[Natural-language object grounding data]
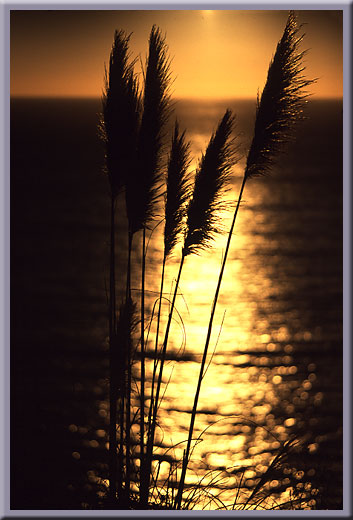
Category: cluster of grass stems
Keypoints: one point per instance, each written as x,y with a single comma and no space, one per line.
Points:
133,127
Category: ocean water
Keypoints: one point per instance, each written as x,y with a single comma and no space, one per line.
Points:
276,348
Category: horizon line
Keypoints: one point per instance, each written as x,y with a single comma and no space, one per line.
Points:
184,98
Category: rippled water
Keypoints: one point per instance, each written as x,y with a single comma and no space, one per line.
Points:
276,347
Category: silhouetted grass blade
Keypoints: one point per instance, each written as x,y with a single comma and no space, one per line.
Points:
281,101
212,177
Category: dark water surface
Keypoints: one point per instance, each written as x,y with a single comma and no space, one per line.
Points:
278,361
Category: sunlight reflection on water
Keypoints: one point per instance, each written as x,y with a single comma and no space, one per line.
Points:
257,391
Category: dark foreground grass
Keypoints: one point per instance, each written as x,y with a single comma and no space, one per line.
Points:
191,216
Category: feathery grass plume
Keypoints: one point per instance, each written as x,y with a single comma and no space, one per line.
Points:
211,181
120,117
176,197
278,109
118,128
281,101
143,188
178,190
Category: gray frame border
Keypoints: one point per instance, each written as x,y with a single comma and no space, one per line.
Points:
5,8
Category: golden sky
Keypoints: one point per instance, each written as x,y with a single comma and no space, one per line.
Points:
215,53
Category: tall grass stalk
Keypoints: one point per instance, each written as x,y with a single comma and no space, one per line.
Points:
119,132
144,188
210,183
279,107
176,197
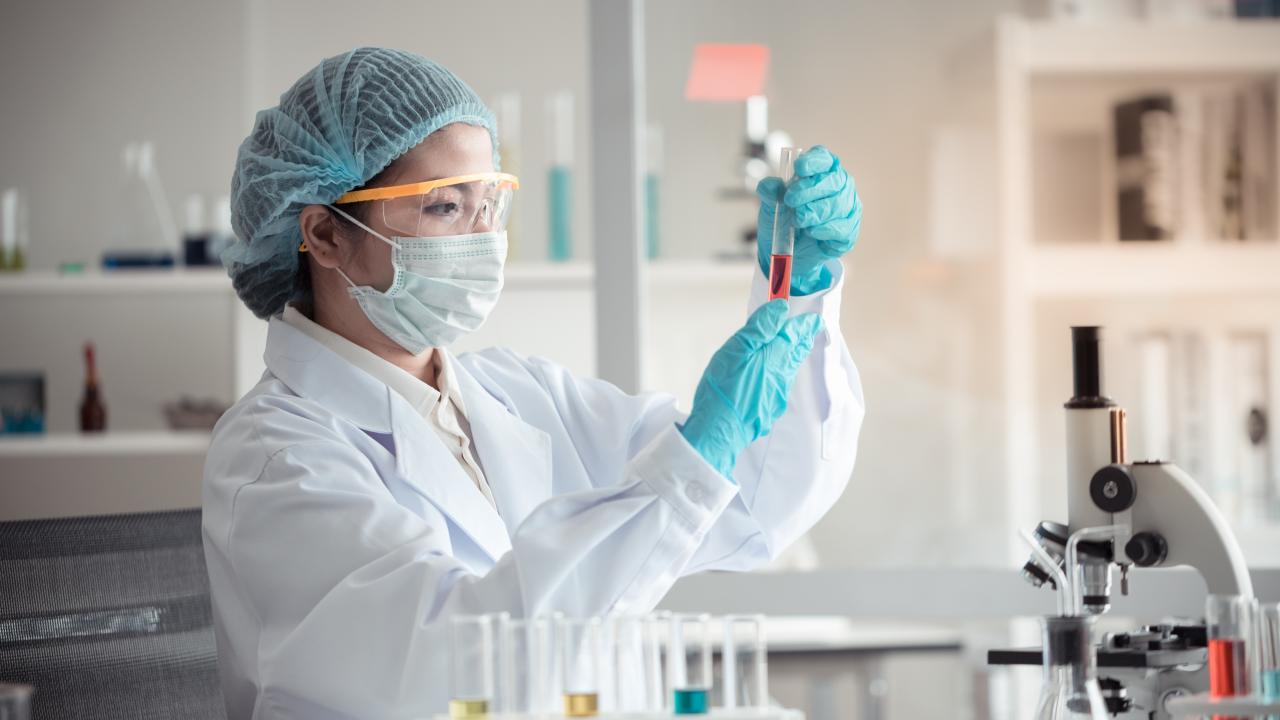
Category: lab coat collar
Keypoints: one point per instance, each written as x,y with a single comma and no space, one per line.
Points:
515,455
433,472
318,373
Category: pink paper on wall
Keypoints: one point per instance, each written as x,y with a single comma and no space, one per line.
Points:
727,72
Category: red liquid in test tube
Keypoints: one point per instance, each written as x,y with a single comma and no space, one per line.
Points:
784,232
1226,666
780,277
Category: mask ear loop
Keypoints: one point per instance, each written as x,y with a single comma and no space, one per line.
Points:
366,228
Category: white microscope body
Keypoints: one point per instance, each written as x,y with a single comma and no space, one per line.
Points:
1161,519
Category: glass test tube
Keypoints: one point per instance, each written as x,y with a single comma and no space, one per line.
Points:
745,665
689,661
1269,652
526,666
635,659
784,231
580,661
1230,621
472,673
560,177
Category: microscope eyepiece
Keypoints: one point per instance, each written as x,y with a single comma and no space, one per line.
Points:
1087,368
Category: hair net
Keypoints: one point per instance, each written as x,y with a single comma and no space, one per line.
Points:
336,128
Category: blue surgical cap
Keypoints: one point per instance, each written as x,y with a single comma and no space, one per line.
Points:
341,124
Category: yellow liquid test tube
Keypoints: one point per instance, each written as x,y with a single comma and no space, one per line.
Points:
581,705
469,709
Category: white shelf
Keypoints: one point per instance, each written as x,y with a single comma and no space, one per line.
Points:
1201,705
1155,269
1064,48
112,443
117,282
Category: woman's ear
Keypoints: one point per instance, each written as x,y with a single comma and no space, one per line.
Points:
321,237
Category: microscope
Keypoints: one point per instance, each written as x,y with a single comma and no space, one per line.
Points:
1161,518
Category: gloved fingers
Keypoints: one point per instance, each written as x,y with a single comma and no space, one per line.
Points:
842,204
833,238
763,326
801,191
769,190
816,160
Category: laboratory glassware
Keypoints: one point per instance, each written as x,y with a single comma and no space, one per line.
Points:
14,232
784,231
144,233
1230,624
526,668
560,177
744,662
689,661
580,662
507,108
1269,652
92,410
1070,671
635,683
652,185
471,679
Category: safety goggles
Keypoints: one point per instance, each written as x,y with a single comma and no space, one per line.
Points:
457,205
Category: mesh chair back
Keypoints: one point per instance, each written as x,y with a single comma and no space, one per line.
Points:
109,616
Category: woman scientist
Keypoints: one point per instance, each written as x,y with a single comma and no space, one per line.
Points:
373,486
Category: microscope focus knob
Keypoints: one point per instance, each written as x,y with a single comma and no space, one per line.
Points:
1147,548
1112,488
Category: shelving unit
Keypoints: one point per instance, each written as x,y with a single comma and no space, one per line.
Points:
99,445
1041,72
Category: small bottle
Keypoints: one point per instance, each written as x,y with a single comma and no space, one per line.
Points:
92,411
1070,688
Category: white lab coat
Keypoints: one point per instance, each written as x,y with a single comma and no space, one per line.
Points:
341,534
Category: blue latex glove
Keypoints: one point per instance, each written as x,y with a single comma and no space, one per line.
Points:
827,217
745,386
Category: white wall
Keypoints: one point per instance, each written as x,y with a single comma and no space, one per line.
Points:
869,80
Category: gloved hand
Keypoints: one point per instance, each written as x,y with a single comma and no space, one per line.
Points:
827,217
745,386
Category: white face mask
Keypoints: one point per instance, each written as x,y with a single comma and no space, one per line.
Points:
444,287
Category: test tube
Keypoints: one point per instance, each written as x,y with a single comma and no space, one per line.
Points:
1230,624
1269,652
784,231
472,671
635,645
560,177
745,662
580,659
526,668
689,660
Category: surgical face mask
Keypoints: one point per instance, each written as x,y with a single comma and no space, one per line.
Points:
444,287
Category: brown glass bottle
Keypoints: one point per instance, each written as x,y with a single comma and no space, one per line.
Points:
92,411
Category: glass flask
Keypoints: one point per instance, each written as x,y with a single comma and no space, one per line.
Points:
1070,671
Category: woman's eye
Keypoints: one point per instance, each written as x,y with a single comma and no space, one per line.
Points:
442,209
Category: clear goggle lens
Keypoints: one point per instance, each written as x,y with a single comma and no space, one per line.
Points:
461,208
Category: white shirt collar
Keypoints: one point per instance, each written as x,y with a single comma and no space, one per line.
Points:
420,395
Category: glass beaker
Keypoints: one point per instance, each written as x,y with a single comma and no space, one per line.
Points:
744,662
471,678
1070,671
579,641
526,668
689,662
1230,623
635,645
1269,654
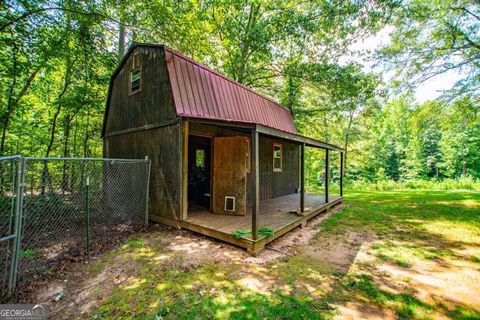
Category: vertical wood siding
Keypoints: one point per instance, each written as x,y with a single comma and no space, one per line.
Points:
152,105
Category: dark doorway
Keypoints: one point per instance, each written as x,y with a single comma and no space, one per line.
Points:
199,168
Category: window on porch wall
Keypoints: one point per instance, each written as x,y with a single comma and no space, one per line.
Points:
277,157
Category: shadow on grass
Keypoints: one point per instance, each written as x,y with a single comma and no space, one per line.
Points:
170,286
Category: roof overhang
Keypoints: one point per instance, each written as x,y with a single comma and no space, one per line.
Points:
294,137
309,142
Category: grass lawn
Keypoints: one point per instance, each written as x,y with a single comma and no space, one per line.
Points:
385,255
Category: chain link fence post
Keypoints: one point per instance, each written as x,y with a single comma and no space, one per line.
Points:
17,247
87,213
149,165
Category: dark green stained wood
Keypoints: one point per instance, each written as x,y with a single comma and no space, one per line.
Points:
146,124
165,178
153,104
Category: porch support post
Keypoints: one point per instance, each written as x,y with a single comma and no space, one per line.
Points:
341,174
326,175
255,185
302,177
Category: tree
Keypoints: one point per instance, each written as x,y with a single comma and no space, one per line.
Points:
433,37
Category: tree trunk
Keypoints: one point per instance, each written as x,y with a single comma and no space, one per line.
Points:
347,136
121,32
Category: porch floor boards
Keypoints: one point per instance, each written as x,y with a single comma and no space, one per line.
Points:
273,214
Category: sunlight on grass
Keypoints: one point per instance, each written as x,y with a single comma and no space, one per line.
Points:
454,231
413,229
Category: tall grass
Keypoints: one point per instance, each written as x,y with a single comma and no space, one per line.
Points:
463,183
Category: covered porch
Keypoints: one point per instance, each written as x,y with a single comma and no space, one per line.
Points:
280,215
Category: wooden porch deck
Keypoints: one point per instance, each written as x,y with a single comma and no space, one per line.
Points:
273,214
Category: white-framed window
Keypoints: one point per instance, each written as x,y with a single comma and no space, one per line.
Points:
277,157
200,158
248,159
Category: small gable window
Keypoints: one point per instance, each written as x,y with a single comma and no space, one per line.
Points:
135,74
277,157
136,80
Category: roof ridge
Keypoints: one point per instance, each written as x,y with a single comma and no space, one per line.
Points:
181,55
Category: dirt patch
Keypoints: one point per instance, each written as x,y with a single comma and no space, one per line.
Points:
339,252
79,291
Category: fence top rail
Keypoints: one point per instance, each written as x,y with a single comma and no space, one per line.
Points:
89,159
10,157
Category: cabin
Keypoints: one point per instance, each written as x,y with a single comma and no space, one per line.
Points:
226,161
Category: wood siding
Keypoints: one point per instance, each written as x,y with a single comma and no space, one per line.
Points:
161,145
277,184
272,184
145,124
153,104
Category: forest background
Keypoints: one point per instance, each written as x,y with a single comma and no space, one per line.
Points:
57,57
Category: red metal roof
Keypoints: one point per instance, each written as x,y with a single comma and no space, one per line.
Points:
200,92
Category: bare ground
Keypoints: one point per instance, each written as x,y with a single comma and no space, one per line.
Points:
81,290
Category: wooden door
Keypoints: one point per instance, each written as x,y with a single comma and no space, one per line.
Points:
229,175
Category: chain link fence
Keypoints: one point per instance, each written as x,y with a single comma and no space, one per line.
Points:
67,207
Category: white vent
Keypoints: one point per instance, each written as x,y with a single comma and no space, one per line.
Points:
229,203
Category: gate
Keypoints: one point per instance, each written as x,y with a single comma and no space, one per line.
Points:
59,209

▸ **Task objective**: I'd like the lines above from the one with "Category: dirt patch" up to and including the one with "Category: cabin" copied exactly, with no other lines.

▸ **Result of the exercise**:
Category: dirt patch
Keypoints: one point per instance, each written as x,y with a single comma and no space, one per line.
Points:
339,252
79,291
Category: fence top rail
Keypoints: one point per instance, each written as x,y with a single comma and no space, one per line.
Points:
89,159
10,157
Category: cabin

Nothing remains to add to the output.